(Data provided)
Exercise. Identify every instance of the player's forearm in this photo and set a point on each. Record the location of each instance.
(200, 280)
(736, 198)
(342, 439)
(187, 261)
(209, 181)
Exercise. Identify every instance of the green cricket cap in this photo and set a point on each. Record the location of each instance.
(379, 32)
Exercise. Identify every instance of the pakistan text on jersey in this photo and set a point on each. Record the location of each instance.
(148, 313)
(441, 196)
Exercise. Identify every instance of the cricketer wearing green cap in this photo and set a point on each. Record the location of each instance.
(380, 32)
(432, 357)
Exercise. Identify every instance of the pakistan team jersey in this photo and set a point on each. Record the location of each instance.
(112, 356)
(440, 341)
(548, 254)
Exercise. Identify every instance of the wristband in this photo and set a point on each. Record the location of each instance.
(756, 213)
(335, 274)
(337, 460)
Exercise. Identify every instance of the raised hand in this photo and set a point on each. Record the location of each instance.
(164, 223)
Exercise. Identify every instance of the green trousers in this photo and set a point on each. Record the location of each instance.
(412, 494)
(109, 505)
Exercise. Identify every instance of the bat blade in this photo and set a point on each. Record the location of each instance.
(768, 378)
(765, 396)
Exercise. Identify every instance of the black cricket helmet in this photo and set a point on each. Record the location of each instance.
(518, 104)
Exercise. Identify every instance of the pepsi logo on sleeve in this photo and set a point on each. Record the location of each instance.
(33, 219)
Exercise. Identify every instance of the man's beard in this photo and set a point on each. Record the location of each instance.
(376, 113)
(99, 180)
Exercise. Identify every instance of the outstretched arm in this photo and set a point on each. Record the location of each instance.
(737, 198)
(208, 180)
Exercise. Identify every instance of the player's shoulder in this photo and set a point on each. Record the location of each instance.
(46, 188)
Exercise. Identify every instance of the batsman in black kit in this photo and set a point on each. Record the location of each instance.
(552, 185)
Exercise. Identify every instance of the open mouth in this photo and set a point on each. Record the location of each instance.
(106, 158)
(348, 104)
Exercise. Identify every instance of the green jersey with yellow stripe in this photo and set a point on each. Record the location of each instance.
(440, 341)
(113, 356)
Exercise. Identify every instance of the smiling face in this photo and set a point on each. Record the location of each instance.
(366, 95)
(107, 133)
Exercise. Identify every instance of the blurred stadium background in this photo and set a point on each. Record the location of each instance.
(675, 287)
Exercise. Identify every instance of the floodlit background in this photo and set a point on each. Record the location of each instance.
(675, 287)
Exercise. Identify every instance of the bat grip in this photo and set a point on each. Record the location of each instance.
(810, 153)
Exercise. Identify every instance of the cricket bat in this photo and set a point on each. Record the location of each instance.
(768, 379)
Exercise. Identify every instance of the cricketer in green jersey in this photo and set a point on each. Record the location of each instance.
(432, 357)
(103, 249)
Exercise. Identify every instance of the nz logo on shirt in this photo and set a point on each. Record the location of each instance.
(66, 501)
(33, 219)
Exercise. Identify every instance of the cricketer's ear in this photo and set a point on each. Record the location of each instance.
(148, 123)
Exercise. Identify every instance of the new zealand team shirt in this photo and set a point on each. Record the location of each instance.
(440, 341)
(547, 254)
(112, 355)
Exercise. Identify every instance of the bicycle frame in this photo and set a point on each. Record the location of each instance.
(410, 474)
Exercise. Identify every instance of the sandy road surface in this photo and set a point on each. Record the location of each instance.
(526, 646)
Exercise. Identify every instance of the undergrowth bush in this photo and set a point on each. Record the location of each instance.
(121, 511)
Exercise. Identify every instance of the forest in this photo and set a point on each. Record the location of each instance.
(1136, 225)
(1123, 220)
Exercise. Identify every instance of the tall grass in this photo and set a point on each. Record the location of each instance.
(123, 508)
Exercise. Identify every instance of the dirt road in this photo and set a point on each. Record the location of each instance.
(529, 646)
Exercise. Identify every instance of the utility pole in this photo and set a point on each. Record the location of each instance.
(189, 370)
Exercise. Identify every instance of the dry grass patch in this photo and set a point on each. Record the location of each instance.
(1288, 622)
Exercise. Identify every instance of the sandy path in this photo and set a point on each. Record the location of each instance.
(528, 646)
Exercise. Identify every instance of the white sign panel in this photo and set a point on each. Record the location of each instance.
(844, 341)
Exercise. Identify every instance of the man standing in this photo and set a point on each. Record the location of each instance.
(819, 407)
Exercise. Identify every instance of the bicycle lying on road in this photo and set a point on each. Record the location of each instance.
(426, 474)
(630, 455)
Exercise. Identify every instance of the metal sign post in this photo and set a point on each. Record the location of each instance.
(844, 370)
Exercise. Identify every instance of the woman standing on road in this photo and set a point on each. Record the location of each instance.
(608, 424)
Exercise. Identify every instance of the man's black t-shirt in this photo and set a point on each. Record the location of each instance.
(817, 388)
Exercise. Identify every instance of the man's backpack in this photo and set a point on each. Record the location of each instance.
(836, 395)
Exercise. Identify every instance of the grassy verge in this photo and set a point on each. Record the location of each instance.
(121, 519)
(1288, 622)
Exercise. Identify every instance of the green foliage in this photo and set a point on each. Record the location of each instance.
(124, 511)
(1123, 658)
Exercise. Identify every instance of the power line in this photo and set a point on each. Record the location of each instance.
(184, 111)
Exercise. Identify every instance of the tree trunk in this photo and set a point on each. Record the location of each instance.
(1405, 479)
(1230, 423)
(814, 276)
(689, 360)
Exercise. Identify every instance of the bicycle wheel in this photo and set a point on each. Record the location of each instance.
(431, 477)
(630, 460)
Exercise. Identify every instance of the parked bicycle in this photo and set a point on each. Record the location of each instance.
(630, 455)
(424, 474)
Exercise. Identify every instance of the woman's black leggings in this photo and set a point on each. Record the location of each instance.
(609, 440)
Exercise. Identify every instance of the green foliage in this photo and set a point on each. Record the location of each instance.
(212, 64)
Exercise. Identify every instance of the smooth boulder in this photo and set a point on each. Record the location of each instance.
(End Data provided)
■ **Directions**: All the lines above should appear again in the answer, exactly as written.

■ **Exercise output**:
Exercise. Identify every instance of the player's forearm in this photo and set a point on each. Record the location of each instance.
(200, 280)
(736, 198)
(342, 439)
(187, 261)
(209, 181)
Exercise. Identify every instance of the green cricket cap in this photo and set a point on each. Record the location of each instance.
(379, 32)
Exercise. Identify every instance of the pakistan text on jersey in this photo and set a point on each. Record the location of each instance.
(148, 313)
(441, 196)
Exercise. Identify every instance of the cricketer wearing green cap in this photo and set a point on each. Record the location of each instance.
(380, 32)
(432, 357)
Exercise. Identify every instance of the pakistan team jersey in this photo and set a point on each. Record the location of each instance.
(112, 356)
(440, 341)
(548, 254)
Exercise. Identify every instance of the wristband in this photo and set a point on each. Record the location of each instance.
(756, 213)
(335, 274)
(337, 460)
Exercise. Identify every instance of the raised hand in this photo and set a point on each. Record the location of each instance.
(164, 223)
Exercise. Identify every instance of the green trousers in this photo and set a point on each. Record the location of each instance.
(412, 494)
(109, 505)
Exercise. Identify every instance of the bat blade in this photo and set a point on each. Record the location of each instance.
(768, 378)
(765, 396)
Exercise. Identify every instance of the black cricket helmet in this photo and set a point on each. Record the location of each instance.
(518, 104)
Exercise. Identify every instance of the pepsi logo on sleeve in this photo and set a point on each. Record the location of each instance.
(33, 219)
Exercise. Identify every instance of the man's beard in this photo and set a point on each. Record the location of each instance.
(376, 113)
(99, 180)
Exercise. Identify every instance of the outstretched arm in this photo and set a point on each. Record the location of each instance.
(737, 198)
(208, 180)
Exercise. Identify every instance of the player's shoulder in this photo and set a point on each. Record the location of each instance.
(46, 188)
Exercise. Identify every instance of the batsman in black kit in this photo and set a point on each. Record the location of each instance.
(552, 185)
Exercise. Identify every instance of the open mouth in this photo and set a point on each. Record the location of each instance.
(106, 158)
(348, 104)
Exercise. Identify every instance of the green jersey with yellow stripe in this photo and set a point on each. Record the location of each instance.
(440, 341)
(113, 356)
Exercise. Identify every instance of the smiling face in this photo and set a point on each. Record the location of each instance.
(366, 95)
(107, 133)
Exercise. Identify every instance of the blurred stadium background in this photo and set a point on each. Record the location of each instance.
(675, 287)
Exercise. Identify every instance of the floodlit background in this photo and set a point on each. Record the location of each instance.
(675, 287)
Exercise. Identify every instance of the bat grip in this photo and set a point on each. Record the location of each instance.
(810, 153)
Exercise. Identify every instance of the cricket bat in this photo and set a point on each. Record the location of each instance.
(768, 379)
Exercise. Identify every instance of the cricketer in green jersey in this photo and set a point on each. Record the location of each instance.
(432, 357)
(103, 249)
Exercise. Identify every instance of the nz logo on shirt in this photo and set a point on each. Record the location of each instance.
(66, 501)
(33, 219)
Exercise. Identify every instance of the cricketer's ear in this photo and set a point on each. Record the location of each instance.
(148, 123)
Exercise. Identify every instance of the new zealand team shirt in this photo and set a point on each. Record the location of each instance.
(440, 341)
(547, 254)
(112, 355)
Exercise. Identify every instance of the bicycle frame in this photo and set a point on each. Record the location of each instance.
(410, 474)
Exercise. Identify every instance of the sandy road surface in this photo and set a point on each. Record the location of each instance.
(526, 646)
Exercise. Identify every instance of the undergrowth bush in this photo and set a point on each. Record the location of each instance.
(121, 511)
Exercise. Identify every instance of the forest in this photo and set a point on each. Record the location of each instance.
(1136, 225)
(1123, 220)
Exercise. Identify every instance of the tall grass in this photo and set a point on each. Record the location of each instance.
(123, 508)
Exercise. Identify every instance of the dirt road in this photo and set a point on each. Record the location of each instance.
(529, 646)
Exercise. Identify every instance of the utility pole in this photo and set a point on each. Record the location of each instance.
(189, 370)
Exercise. Identify every instance of the dry grass patch in this photo and set a point on each. Record the location of each instance.
(1288, 622)
Exercise. Identify every instance of the sandy path in this photo and set a point on each. Record the location of each instance.
(528, 646)
Exercise. Identify every instance of the white sign panel in this photo and set a point on each. Record the location of each instance.
(844, 341)
Exercise. Identify every instance of the man standing in this photo and set a point on each. Record the location of each instance.
(819, 407)
Exercise. Identify every instance of the bicycle lying on road in this photo and set a point on each. Record the location of each instance.
(426, 474)
(630, 455)
Exercise. Identify every instance of the metal sign post in this photo and set a point on each. Record the location of each instance.
(844, 370)
Exercise. Identify every instance of the woman standing on road in this photo and set a point on each. Record the location of each instance.
(608, 424)
Exercise. Identify every instance of the man's black t-shirt in this photo and set a point on each. Record the location of each instance.
(817, 388)
Exercise. Identify every instance of the man's backpack in this photo and set a point on each. Record the location of each instance.
(836, 395)
Exercise. Identify every instance of the grassy verge in this photo and set a point on each. Record the location of each instance.
(121, 519)
(1288, 622)
Exercise. Identify every instance of the green foliage in this photo and set a point on each. Record the location of each instance.
(124, 511)
(1123, 658)
Exercise. Identify every instance of the power line in this photo and set a point on each. Record the location of each instance.
(184, 111)
Exercise. Identify every instance of the tree trunk in this photo and set a point on each. Record the location of each instance.
(1405, 479)
(1230, 423)
(814, 276)
(689, 360)
Exercise. Identify every instance of the bicycle wheel in this photo and set a point on each. Record the location of each instance.
(431, 477)
(630, 460)
Exercise. Identify every instance of the parked bicycle in this photo and set a point on each. Record the location of each instance.
(630, 455)
(424, 474)
Exercise. Identify every instance of the woman's black leggings in this photo and set a point on each. Record the location of each instance.
(609, 440)
Exercise. Identify every instance of the green foliage in this photo and set a point on each. Record the location of each instance.
(212, 64)
Exercise. Identify every instance of the smooth boulder in this photo and set a point on each. Record the location of each instance.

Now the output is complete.